Article parût dans Taichi Magazine n°5 en juillet 2015
Professeur de karaté, 5e dan, Lionel Froidure est aussi réalisateur de DVD didactiques consacrés aux arts martiaux et de documentaires. Il s’est rendu à deux reprises en Chine, dans la montagne sacrée de Wudang, afin d’y tourner deux films sur maître Yuan Limin et son école. Il nous raconte cette passionnante aventure.
Lionel Froidure a 40 ans et pratique les arts martiaux depuis l’âge de 6 ans. Il a commencé le karaté avec ses parents, tous deux professeurs diplômé d’état. Il a ensuite intégré l’équipe de France combat cadet et junior, puis s’est tourné vers l’enseignement, BEES 1 (brevet d’état d’éducateur sportif). Depuis il n’a jamais cessé de s’entraîner en karaté et de l’enseigner. Aujourd’hui, il est 5e dan de karaté Shotokan et 3e dan d’Arnis Kali Doblete Rapilon.
Taichi Magazine : En plus d’être un enseignant de karaté, tu as aussi un second job, tu es réalisateur ?
Lionel Froidure : Depuis tout petit, j’ai toujours aimé l’art, je dessinais et peignais beaucoup étant jeune. Je faisais de la photo argentique, c’était un autre temps, ou il fallait prendre son temps et ne pas appuyer trop rapidement pour déclencher la photo et ensuite, il fallait encore attendre pour voir le résultat final. Un peu comme les arts martiaux, il faut du temps pour voir les résultats des nombreuses heures d’entraînement.
Puis mon autre grande passion est la vidéo. J’avais 24 ans quand je l’ai découverte. En autodidacte indécrottable, j’ai appris à me servir d’une caméra, à monter mes films de vacances puis, petit à petit, ceux d’amis professionnels. Au fils du temps, j’ai eu de plus en plus de projets et j’ai naturellement, après un certain temps, en 2001, décidé de créer ma société de production audiovisuelle : Imagin’ Arts Tv. A travers cette société, j’ai lié mes 2 passions : les arts martiaux et la vidéo. Je réalise donc des vidéos pédagogiques avec de grands experts dans diverses disciplines comme le Karaté, Wudang Taiji, Nihon Tai Jitsu, Arnis Kali, Kyusho, Taichi Yang, Sambo, arts martiaux Vietnamiens, etc.

◆ **Contenu des données**:

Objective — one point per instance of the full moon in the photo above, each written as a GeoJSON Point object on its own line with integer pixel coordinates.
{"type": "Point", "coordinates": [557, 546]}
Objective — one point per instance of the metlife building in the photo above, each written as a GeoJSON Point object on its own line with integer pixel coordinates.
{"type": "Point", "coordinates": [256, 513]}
---
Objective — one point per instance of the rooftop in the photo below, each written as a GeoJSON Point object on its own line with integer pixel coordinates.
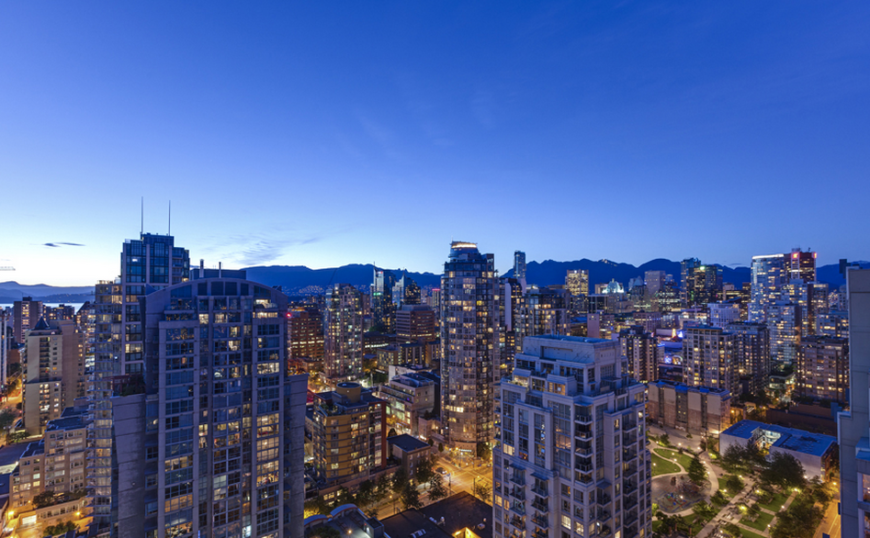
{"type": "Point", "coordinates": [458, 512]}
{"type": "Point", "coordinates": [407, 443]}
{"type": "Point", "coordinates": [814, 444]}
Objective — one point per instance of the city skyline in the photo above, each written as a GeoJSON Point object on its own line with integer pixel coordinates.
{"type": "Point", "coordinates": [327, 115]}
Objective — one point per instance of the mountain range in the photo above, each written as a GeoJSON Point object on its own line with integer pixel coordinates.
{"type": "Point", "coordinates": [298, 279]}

◆ **Tâches à réaliser**:
• a. D'après l'entretien avec Lionel Froidure, pourquoi s'est-il rendu à deux reprises dans la montagne de Wudang ? Répondez en une à trois phrases.
• b. Pouvez-vous reproduire à l'identique le passage de l'entretien avec Lionel Froidure qui va de « Article parût dans » jusqu'à « Kali Doblete Rapilon. » ?

◆ **Liste des réponses**:
• a. Lionel Froidure s'est rendu deux fois dans la montagne sacrée de Wudang, en Chine, afin d'y tourner deux films sur maître Yuan Limin et son école.

• b.
Article parût dans Taichi Magazine n°5 en juillet 2015
Professeur de karaté, 5e dan, Lionel Froidure est aussi réalisateur de DVD didactiques consacrés aux arts martiaux et de documentaires. Il s’est rendu à deux reprises en Chine, dans la montagne sacrée de Wudang, afin d’y tourner deux films sur maître Yuan Limin et son école. Il nous raconte cette passionnante aventure.
Lionel Froidure a 40 ans et pratique les arts martiaux depuis l’âge de 6 ans. Il a commencé le karaté avec ses parents, tous deux professeurs diplômé d’état. Il a ensuite intégré l’équipe de France combat cadet et junior, puis s’est tourné vers l’enseignement, BEES 1 (brevet d’état d’éducateur sportif). Depuis il n’a jamais cessé de s’entraîner en karaté et de l’enseigner. Aujourd’hui, il est 5e dan de karaté Shotokan et 3e dan d’Arnis Kali Doblete Rapilon.